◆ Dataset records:
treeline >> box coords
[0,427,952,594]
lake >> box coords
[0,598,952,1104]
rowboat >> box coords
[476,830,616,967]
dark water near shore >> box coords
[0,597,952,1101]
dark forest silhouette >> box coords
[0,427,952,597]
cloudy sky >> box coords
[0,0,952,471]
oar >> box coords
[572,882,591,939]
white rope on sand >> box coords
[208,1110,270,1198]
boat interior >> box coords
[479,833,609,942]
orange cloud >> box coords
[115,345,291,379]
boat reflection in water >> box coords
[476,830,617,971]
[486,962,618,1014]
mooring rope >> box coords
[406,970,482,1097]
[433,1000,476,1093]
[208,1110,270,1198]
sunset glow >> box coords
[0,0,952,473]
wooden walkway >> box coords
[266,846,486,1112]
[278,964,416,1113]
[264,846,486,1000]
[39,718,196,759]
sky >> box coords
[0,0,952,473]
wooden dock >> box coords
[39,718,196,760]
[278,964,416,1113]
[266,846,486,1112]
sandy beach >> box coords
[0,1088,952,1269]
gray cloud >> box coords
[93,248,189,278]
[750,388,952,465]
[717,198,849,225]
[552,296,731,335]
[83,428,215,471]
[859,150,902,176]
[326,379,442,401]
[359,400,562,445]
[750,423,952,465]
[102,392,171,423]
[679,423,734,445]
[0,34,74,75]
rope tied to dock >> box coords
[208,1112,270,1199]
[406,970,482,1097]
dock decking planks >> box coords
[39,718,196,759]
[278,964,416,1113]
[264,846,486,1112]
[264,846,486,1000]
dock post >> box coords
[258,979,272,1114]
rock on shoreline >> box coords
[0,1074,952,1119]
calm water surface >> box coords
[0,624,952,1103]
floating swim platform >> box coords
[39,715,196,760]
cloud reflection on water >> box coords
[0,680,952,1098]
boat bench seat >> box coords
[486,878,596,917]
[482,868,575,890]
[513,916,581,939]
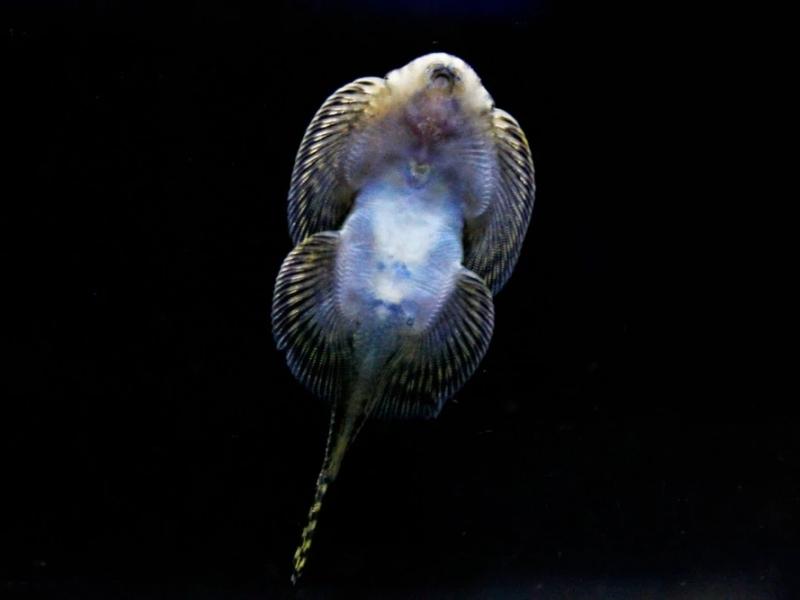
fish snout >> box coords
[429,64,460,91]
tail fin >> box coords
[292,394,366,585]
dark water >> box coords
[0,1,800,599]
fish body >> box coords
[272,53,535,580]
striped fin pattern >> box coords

◆ To do: Reproduce the stretch from the line containing "orange cloud >> box coords" through the line containing "[0,1088,952,1269]", replacing "wooden" with "timber" wherever it occurs and leaving everything else unchanged.

◆ Solution:
orange cloud >> box coords
[115,345,291,379]
boat reflection in water >> box coords
[476,830,617,971]
[486,962,618,1014]
mooring rope >> box coords
[406,970,482,1097]
[433,1000,476,1093]
[208,1110,270,1198]
sunset glow >> box coords
[0,0,952,473]
timber walkway >> box coords
[266,846,486,1112]
[278,964,416,1113]
[264,846,486,1000]
[39,718,196,759]
sky >> box coords
[0,0,952,473]
timber dock >> box coords
[39,718,196,760]
[278,964,416,1113]
[266,846,486,1112]
sandy beach >> box coords
[0,1088,952,1269]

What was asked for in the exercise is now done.